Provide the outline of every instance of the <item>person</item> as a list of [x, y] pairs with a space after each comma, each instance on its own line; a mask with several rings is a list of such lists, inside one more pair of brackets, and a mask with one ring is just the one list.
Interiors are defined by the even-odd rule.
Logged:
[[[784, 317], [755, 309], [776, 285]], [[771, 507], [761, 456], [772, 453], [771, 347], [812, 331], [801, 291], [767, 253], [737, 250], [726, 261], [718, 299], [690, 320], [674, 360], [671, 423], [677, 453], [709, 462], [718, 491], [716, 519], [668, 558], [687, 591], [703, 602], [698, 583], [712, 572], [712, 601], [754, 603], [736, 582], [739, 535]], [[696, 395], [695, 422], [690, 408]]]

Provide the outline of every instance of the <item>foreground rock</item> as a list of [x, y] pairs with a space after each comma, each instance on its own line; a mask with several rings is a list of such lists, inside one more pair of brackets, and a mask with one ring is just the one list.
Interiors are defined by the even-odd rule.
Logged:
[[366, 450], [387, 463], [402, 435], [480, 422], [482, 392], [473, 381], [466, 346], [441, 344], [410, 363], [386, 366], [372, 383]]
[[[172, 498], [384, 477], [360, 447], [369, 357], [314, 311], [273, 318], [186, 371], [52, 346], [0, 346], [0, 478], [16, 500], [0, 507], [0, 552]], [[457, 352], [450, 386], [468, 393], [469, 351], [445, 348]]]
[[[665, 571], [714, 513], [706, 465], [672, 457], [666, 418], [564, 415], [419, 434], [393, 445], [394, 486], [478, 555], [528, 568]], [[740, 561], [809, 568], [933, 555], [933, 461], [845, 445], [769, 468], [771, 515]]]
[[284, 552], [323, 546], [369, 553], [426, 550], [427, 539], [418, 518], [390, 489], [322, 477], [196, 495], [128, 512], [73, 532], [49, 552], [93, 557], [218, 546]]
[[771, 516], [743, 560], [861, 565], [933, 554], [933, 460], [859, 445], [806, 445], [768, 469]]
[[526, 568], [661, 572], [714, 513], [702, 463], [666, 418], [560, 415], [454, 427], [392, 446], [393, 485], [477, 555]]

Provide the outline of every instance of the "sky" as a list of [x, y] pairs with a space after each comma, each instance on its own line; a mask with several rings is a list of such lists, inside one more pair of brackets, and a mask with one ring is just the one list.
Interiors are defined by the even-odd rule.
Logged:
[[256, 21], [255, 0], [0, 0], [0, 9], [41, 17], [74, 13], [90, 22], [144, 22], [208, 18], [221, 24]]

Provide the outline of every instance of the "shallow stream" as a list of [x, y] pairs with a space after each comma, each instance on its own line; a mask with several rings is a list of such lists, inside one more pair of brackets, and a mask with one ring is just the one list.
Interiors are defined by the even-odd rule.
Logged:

•••

_Work to do_.
Arrange the listing above as a JSON array of strings, with one string for each line and the blank lines left out.

_Result of this exercise_.
[
  "Provide the outline of every instance of the <item>person</item> as a list of [x, y] pairs with a space after each comma, each instance on its own line; a mask with several rings is a list of such lists, inside one more pair of brackets, and a mask with one ring is just the one list.",
  "Interiors are defined by the even-odd rule.",
  "Logged:",
  "[[[784, 317], [755, 309], [776, 285]], [[771, 507], [761, 456], [772, 453], [771, 347], [812, 331], [801, 291], [767, 253], [737, 250], [726, 261], [718, 299], [690, 320], [674, 360], [671, 423], [677, 453], [709, 462], [718, 491], [716, 519], [668, 558], [687, 591], [703, 602], [698, 583], [712, 572], [712, 601], [754, 603], [736, 582], [739, 535]], [[696, 395], [695, 422], [690, 408]]]",
  "Provide the outline of every instance of the <item>foreground rock</item> as a list of [x, y] pairs with a space after each comma, each instance on its own line; a mask with several rings is a list of such lists, inside one more pair of brackets, and a mask with one ring is just the one list.",
  "Interiors are defined by the even-odd rule.",
  "Logged:",
  "[[366, 450], [387, 463], [402, 435], [480, 422], [482, 392], [473, 381], [466, 346], [441, 344], [410, 363], [386, 366], [372, 383]]",
  "[[[172, 498], [384, 477], [360, 447], [369, 357], [314, 311], [273, 318], [186, 371], [52, 346], [0, 346], [0, 478], [16, 500], [0, 507], [0, 552]], [[457, 352], [450, 386], [468, 393], [469, 351], [445, 348]]]",
  "[[[665, 571], [714, 513], [706, 465], [672, 457], [666, 418], [564, 415], [419, 434], [393, 445], [394, 486], [478, 555], [528, 568]], [[740, 561], [809, 568], [933, 555], [933, 461], [845, 445], [769, 468], [771, 515]]]",
  "[[284, 552], [323, 546], [369, 553], [426, 550], [427, 539], [418, 518], [390, 489], [322, 477], [196, 495], [128, 512], [73, 532], [49, 552], [93, 557], [218, 546]]",
  "[[771, 516], [743, 560], [861, 565], [933, 554], [933, 460], [859, 445], [806, 445], [768, 469]]",
  "[[526, 568], [661, 572], [714, 513], [702, 463], [666, 418], [560, 415], [454, 427], [392, 446], [393, 485], [477, 555]]",
  "Provide the outline of every instance of the \"sky\" as a list of [x, y] pairs with a space after each comma, each instance on its own line; a mask with several rings is a list of such lists, inside one more pair of brackets, and a mask with one ring is just the one list.",
  "Interiors are defined by the even-odd rule.",
  "Logged:",
  "[[256, 21], [255, 0], [0, 0], [0, 9], [41, 17], [74, 13], [90, 22], [144, 22], [208, 18], [221, 24]]",
  "Provide the outline of every instance of the \"shallow stream\" as a list of [x, y] pairs with a space after each comma, each instance on its own line; a mask with several rings is a list of such lists, inside one more pair of brackets, and a mask with one ring is just the one list.",
  "Interiors are defined by the even-odd rule.",
  "Logged:"
]